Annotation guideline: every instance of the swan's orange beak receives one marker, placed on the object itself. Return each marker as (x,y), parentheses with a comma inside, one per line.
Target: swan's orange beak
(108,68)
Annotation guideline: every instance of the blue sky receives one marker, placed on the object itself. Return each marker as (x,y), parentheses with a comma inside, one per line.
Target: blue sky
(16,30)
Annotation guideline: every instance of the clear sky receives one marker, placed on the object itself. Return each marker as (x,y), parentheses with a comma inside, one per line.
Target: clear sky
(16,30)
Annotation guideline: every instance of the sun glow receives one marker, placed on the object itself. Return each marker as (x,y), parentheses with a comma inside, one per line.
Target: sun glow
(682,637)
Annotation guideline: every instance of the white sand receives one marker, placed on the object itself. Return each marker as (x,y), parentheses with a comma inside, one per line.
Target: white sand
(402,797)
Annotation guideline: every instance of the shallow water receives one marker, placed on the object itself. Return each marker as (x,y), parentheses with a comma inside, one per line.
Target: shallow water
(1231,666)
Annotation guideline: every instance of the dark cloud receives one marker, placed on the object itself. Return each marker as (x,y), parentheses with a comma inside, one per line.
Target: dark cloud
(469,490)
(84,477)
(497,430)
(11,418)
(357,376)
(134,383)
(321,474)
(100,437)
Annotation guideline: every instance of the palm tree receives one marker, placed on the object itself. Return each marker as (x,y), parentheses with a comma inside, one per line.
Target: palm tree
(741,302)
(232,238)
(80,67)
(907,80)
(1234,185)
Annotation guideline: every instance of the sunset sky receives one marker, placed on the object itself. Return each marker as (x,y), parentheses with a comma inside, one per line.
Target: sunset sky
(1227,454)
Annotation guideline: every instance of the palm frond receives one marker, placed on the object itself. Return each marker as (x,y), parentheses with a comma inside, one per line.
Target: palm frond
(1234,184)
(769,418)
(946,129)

§ **DIRECTION**
Print every entry exactly as written.

§ **OUTPUT BELOW**
Annotation guideline: every instance of the swan's orange beak receives one marker, placed on the object itself. Return each marker as (x,y), parentheses with a comma inside, one per line.
Target: swan's orange beak
(108,68)
Annotation guideline: every instance of the blue sky receives one marker, placed on the object itself. Return each marker as (x,y), parentheses with a comma inside, one per line.
Target: blue sky
(16,30)
Annotation guideline: every instance of the clear sky receives one marker, placed on the object itself. Return each marker as (x,y), parentheses with a comma inside, one per line.
Target: clear sky
(16,30)
Annotation guideline: every instance of the sun glow receives one marker, placed on the object itself. Return each marker as (x,y), parentheses with a comma inside, one per line.
Target: sun glow
(682,637)
Annotation guideline: every instance of the white sand receives one marker, placed on the object itself. Return each marker as (x,y), parentheses with a comma inside, one per line.
Target: white sand
(402,797)
Annotation guideline: every instance of the shallow water receives one marker, placed on the object itself. Return each marker as (x,y), parentheses with a comma inside, one per line.
Target: shallow water
(1231,666)
Annotation guideline: every instance of the dark cloud receives one marker, placed on the object itself. Return each marker as (x,y), parentheses with a comma inside, one per line.
Target: dark cloud
(469,490)
(84,477)
(497,430)
(11,418)
(357,376)
(134,383)
(321,474)
(100,437)
Annotation guideline: every instance of the palm tree receives one marker, placed on the object itself. Return each marker as (x,y), parentheses with a comma inside, one per line.
Target: palm tree
(741,302)
(232,238)
(80,67)
(907,80)
(1234,185)
Annotation guideline: every instance of the sunset sky receives one marker, placed on the object itself. Return each marker as (x,y), parentheses with a comma inside, one per line.
Target: sunset sky
(1227,454)
Annotation guideline: every instance of the palm frond receives one marker, placed on the object itself. Return each marker as (x,y), parentheses with a comma inside, one per line.
Target: palm frond
(1234,184)
(769,418)
(946,129)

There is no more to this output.